Nothing may be left out, so copy every entry exactly.

**DATA LISTING**.
==========
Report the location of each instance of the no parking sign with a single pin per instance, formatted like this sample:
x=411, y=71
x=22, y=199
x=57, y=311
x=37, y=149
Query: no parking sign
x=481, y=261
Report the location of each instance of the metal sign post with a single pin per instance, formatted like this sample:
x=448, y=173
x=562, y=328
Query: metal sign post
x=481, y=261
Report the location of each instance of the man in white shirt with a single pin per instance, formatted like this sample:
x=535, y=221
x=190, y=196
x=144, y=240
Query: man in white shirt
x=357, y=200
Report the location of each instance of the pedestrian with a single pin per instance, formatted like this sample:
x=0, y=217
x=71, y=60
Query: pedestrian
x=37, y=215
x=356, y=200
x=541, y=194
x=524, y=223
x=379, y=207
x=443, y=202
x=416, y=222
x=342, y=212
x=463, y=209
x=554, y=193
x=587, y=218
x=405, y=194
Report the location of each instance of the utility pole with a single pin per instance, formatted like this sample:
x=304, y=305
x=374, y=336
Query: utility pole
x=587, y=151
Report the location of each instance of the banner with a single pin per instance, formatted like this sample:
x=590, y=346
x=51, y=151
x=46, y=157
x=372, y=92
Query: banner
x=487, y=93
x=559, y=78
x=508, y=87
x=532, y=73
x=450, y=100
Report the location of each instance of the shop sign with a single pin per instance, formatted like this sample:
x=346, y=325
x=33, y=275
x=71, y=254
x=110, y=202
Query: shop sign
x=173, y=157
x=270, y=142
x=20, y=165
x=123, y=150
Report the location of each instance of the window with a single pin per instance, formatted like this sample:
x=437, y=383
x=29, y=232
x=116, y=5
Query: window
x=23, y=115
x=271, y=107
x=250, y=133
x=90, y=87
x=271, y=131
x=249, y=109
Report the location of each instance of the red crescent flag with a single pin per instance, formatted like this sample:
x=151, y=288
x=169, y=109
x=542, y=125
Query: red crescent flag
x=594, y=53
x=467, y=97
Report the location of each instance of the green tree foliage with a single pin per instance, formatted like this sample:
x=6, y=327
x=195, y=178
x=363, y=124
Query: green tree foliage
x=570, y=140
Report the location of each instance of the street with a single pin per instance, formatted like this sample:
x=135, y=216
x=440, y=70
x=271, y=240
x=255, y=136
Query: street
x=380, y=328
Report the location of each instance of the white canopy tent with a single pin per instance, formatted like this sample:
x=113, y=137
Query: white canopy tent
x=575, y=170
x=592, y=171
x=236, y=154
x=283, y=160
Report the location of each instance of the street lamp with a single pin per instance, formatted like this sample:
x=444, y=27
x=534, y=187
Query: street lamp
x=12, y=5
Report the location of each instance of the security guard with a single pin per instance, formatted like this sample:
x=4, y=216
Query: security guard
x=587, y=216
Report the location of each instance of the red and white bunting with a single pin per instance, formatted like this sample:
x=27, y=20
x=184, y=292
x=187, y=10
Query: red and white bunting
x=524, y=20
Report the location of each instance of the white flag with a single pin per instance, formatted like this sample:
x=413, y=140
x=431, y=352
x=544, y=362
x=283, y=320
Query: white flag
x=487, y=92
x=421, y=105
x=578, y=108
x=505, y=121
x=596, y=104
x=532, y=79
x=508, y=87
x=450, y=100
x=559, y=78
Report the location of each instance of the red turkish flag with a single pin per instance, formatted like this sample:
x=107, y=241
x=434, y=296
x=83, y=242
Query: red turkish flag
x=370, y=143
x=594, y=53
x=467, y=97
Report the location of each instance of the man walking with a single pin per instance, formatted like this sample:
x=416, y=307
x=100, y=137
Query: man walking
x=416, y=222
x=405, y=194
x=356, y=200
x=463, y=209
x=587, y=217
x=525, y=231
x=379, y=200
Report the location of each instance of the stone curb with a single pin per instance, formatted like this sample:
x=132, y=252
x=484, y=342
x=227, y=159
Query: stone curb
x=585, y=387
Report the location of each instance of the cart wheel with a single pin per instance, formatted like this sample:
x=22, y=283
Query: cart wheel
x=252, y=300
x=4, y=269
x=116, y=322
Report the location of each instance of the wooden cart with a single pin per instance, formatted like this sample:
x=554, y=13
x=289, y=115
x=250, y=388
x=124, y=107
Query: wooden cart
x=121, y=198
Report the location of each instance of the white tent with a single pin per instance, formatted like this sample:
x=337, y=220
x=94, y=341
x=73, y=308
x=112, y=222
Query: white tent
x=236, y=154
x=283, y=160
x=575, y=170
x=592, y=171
==========
**RESPONSE**.
Report the location of each instance of the no parking sign with a single pin per instance, formatted like this sample:
x=411, y=71
x=22, y=199
x=57, y=311
x=37, y=149
Query: no parking sign
x=481, y=261
Report the location of each instance of the metal sign post with a single pin per instance, formatted like this sample:
x=448, y=173
x=562, y=328
Query: metal sign post
x=481, y=261
Report the location of each instance of the man in white shirt with a single pin per instance, formatted like this sample:
x=535, y=221
x=190, y=196
x=144, y=240
Query: man in white shirt
x=357, y=200
Report the location of each instance of the pedestrian with a single pin per instance, formatted like this sample:
x=0, y=217
x=71, y=60
Query: pedestrian
x=37, y=215
x=356, y=200
x=541, y=194
x=524, y=223
x=379, y=207
x=443, y=202
x=416, y=222
x=342, y=212
x=463, y=209
x=554, y=193
x=587, y=218
x=405, y=194
Report the location of each instance of the utility pole with a single pin per instance, formatted like this sample:
x=304, y=305
x=374, y=336
Query: utility pole
x=587, y=151
Report the location of each instance of the banner with a single pin per instance, formatted like this sample:
x=590, y=346
x=51, y=151
x=46, y=157
x=372, y=92
Query: banner
x=487, y=93
x=559, y=78
x=508, y=87
x=532, y=73
x=450, y=100
Report the location of each instance of the shop sign with a single pin per instance, formatted like this sample:
x=346, y=325
x=33, y=275
x=71, y=254
x=110, y=202
Query: shop sign
x=173, y=157
x=270, y=142
x=20, y=165
x=123, y=150
Report the location of each instance of the window with a single pin per instance, formatted like this sample:
x=437, y=383
x=29, y=232
x=116, y=5
Query: window
x=23, y=115
x=271, y=107
x=250, y=133
x=90, y=87
x=271, y=131
x=249, y=109
Report the location of each instance of the red crescent flag with a single pin per instance, formatted like this sample:
x=151, y=288
x=169, y=109
x=542, y=125
Query: red crescent flag
x=594, y=53
x=467, y=97
Report the location of each instance of the green tree foliage with a single pin per instance, formatted like this sample:
x=6, y=327
x=195, y=178
x=363, y=124
Query: green tree foliage
x=570, y=140
Report the location of each instance of the street with a single pin per instance, formatted like this sample:
x=135, y=216
x=440, y=70
x=271, y=240
x=255, y=136
Query: street
x=380, y=328
Report the location of each instance of the white canopy tent with a single pin per instance, formatted like this sample:
x=113, y=137
Query: white canopy tent
x=575, y=170
x=592, y=171
x=236, y=154
x=283, y=160
Report the location of each instance of the street lamp with a single pin per instance, formatted like this sample:
x=444, y=27
x=534, y=187
Query: street lamp
x=12, y=5
Report the location of each instance of the security guard with a single pin per instance, formatted like this sample:
x=4, y=216
Query: security guard
x=587, y=216
Report the location of each instance of the red and white bunting with a single pin per instance, formatted like this sample:
x=27, y=20
x=184, y=292
x=187, y=10
Query: red and white bunting
x=524, y=20
Report the location of each instance of the white flag with a single pin per instance, formatted like this sample:
x=413, y=140
x=431, y=352
x=544, y=362
x=283, y=320
Query: white flag
x=487, y=92
x=421, y=105
x=578, y=108
x=505, y=121
x=596, y=104
x=532, y=79
x=508, y=87
x=450, y=100
x=559, y=78
Report the location of each instance of the red turkish flag with a single pin per instance, formatted like this sample:
x=107, y=241
x=434, y=296
x=83, y=242
Query: red turkish flag
x=370, y=143
x=594, y=53
x=467, y=97
Report the location of each instance of the man walking with a single pin per instance, formatted like this sample:
x=416, y=307
x=100, y=137
Query: man walking
x=416, y=222
x=405, y=194
x=356, y=200
x=463, y=209
x=587, y=217
x=525, y=231
x=379, y=200
Report the location of each instance of the stone curb with a single pin per instance, formatted like this sample:
x=132, y=252
x=484, y=342
x=227, y=159
Query: stone curb
x=585, y=387
Report the location of each instance of the cart wheel with a single pin per instance, formatted like this sample:
x=22, y=283
Query: cart wheel
x=252, y=300
x=4, y=269
x=116, y=322
Report the location of each instance of the wooden cart with a single pin per instance, formatted like this sample:
x=554, y=13
x=289, y=115
x=250, y=388
x=124, y=107
Query: wooden cart
x=121, y=198
Report the location of each instance of the white tent with a single pin per instance, formatted like this sample:
x=337, y=220
x=94, y=341
x=73, y=308
x=112, y=222
Query: white tent
x=236, y=154
x=283, y=160
x=575, y=170
x=592, y=171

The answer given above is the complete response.